Признаемся, однако, порой писатель страдает, сознавая, что, по сути, пишет всегда одну и ту же книгу и что все те, какие он уже сочинил, — лишь наброски произведения, которое он силится создать, никогда не достигая цели. Для него речь идет не о поисках нового, а, напротив, о том, чтобы, набравшись терпения, опять и опять начинать все сначала — вплоть до того дня, когда у него, возможно, появится надежда, что он наконец добился того, к чему упорно стремился, с тех пор как вступил в литературу. Писатели тщеславны, но у них куда меньше гордости, чем принято думать. Я знаю многих романистов, которые затрудняются ответить на вопрос, какие из своих книг они предпочитают, потому что все уже опубликованные произведения кажутся им лишь более или менее интересными по замыслу, но неудавшимися пробами, незавершенными набросками неведомого шедевра, который они, возможно, никогда не напишут.
__________
Задания:
1. Ответьте, пожалуйста, по отрывку о писательском труде на три вопроса:
(a) Что, по словам отрывка, порой с горечью сознает писатель?
(b) Чего у писателей, согласно отрывку, куда меньше, чем принято думать?
(c) На какой вопрос затрудняются ответить многие романисты?
2. Определите, согласуются ли с отрывком о писательском труде следующие утверждения:
(a) Для писателя главное — поиски нового.
(b) Писатели тщеславны.
(c) Опубликованные книги кажутся романистам завершенными шедеврами.

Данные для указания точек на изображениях
__________
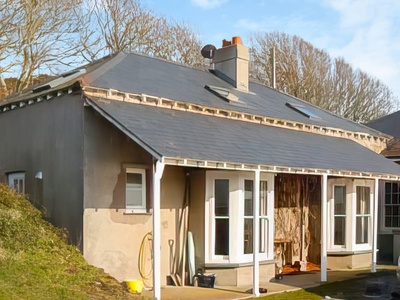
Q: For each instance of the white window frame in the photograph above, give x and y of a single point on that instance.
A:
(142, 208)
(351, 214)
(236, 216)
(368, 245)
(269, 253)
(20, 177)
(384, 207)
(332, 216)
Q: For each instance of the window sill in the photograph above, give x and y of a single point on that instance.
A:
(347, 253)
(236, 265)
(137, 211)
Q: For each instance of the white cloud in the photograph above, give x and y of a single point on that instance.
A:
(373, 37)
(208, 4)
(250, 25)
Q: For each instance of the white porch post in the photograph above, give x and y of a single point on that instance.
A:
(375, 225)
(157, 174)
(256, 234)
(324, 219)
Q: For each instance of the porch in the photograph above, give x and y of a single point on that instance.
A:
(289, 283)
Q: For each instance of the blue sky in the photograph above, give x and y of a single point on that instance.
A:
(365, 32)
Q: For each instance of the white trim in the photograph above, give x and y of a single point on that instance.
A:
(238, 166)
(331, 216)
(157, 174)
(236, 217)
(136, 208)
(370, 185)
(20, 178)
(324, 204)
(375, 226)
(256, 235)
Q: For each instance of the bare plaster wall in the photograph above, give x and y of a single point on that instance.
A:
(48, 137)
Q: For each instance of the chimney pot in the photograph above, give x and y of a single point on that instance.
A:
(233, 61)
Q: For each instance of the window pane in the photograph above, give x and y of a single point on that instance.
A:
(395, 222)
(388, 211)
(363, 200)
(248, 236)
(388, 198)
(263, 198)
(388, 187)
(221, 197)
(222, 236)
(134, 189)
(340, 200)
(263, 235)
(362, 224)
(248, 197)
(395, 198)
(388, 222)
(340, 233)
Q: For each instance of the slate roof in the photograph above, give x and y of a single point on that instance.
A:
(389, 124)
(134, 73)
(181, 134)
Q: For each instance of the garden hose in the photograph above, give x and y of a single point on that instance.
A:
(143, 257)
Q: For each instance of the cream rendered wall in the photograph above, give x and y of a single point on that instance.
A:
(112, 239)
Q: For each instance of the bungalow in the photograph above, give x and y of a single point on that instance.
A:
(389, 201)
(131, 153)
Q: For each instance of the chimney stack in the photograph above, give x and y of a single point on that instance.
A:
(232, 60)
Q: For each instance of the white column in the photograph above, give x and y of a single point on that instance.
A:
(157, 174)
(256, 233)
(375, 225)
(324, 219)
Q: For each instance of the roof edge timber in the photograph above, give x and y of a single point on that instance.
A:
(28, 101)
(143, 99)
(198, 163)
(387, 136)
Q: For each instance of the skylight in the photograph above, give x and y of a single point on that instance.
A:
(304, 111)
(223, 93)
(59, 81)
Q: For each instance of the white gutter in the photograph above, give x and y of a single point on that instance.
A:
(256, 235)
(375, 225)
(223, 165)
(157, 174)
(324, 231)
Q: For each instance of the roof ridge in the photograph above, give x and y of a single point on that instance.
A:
__________
Ответы к заданиям:
1.
(a) Что он, по сути, пишет всегда одну и ту же книгу, а все уже сочиненные им книги лишь наброски произведения, которое он силится создать.
(b) Гордости.
(c) Какие из своих книг они предпочитают.

2.
(a) Нет: «речь идет не о поисках нового».
(b) Да: «Писатели тщеславны».
(c) Нет: «незавершенными набросками неведомого шедевра».